# start of Given text

Project Idea: Benchmarking Framework for Individual Functions in stan/math

In MCMC algorithms, many functions at a lower level are called repeatedly. The way one implements something can largely affect runtime, in particular in C++ since typing matters (creating unnecessary copies, others might have comments). But if we’re calling functions thousands or millions of times, runtime can accumulate making MC algorithms take longer. I just saw a recent pull request that made a Gaussian process regression model take much longer, and I think not just computational noise, since runtime was up 7x, and this was due to a typing difference. This is important, since the main bottleneck of GP models is Cholesky decomp, and typing differently, although possibly reducing technical debt and labor of devs, can possibly increase runtime given that these functions are called 4-5-6 figures at a time in one model run.

I also experienced this myself, when implementing just a simple parallelization of prim/fun/exp, although both runs passed unit tests, one implementation was slower (whoops!).

One possible mitigator would be to incorporate C++ or stan/math level testing the performance of each typing change. I think Steve Bronder has a repo stan-perf, which I (honestly) haven’t set up, might be able to do this or Steve might have already set this up.

I’m thinking about like, the combinatorial (wrong? idk) explosion of using functions that are used repetitively throughout the Stan math library, and how much this factors into final product runtime.

Thoughts?

~ Regards

# end of Given text

§ **Exercise goal**
Answer these questions about the post on benchmarking stan/math functions:
(a) By how much did runtime go up for the Gaussian process regression model after the recent pull request?
(b) What does the post name as the main bottleneck of GP models?
(c) Which function did the poster parallelize?

# start of Record extracts

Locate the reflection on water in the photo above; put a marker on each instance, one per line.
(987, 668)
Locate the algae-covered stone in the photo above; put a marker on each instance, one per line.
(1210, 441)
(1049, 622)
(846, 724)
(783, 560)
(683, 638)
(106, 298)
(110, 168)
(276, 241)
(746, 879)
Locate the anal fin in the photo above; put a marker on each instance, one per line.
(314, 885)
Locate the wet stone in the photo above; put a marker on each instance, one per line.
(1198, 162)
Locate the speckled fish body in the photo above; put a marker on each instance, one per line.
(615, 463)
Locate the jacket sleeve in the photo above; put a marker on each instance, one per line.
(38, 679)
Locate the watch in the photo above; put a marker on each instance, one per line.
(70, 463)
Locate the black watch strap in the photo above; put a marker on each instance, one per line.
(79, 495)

# end of Record extracts
# start of Record extracts

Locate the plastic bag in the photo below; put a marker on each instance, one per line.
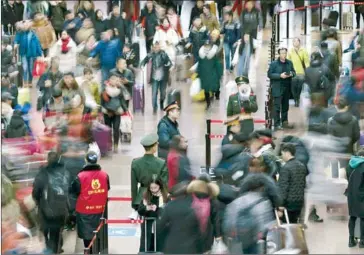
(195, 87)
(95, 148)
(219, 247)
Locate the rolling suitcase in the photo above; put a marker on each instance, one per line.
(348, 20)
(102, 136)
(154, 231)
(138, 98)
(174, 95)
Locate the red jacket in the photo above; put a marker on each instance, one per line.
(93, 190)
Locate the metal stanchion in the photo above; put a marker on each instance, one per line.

# end of Record extracts

§ **Correct result**
(a) It went up 7x.
(b) Cholesky decomp.
(c) prim/fun/exp.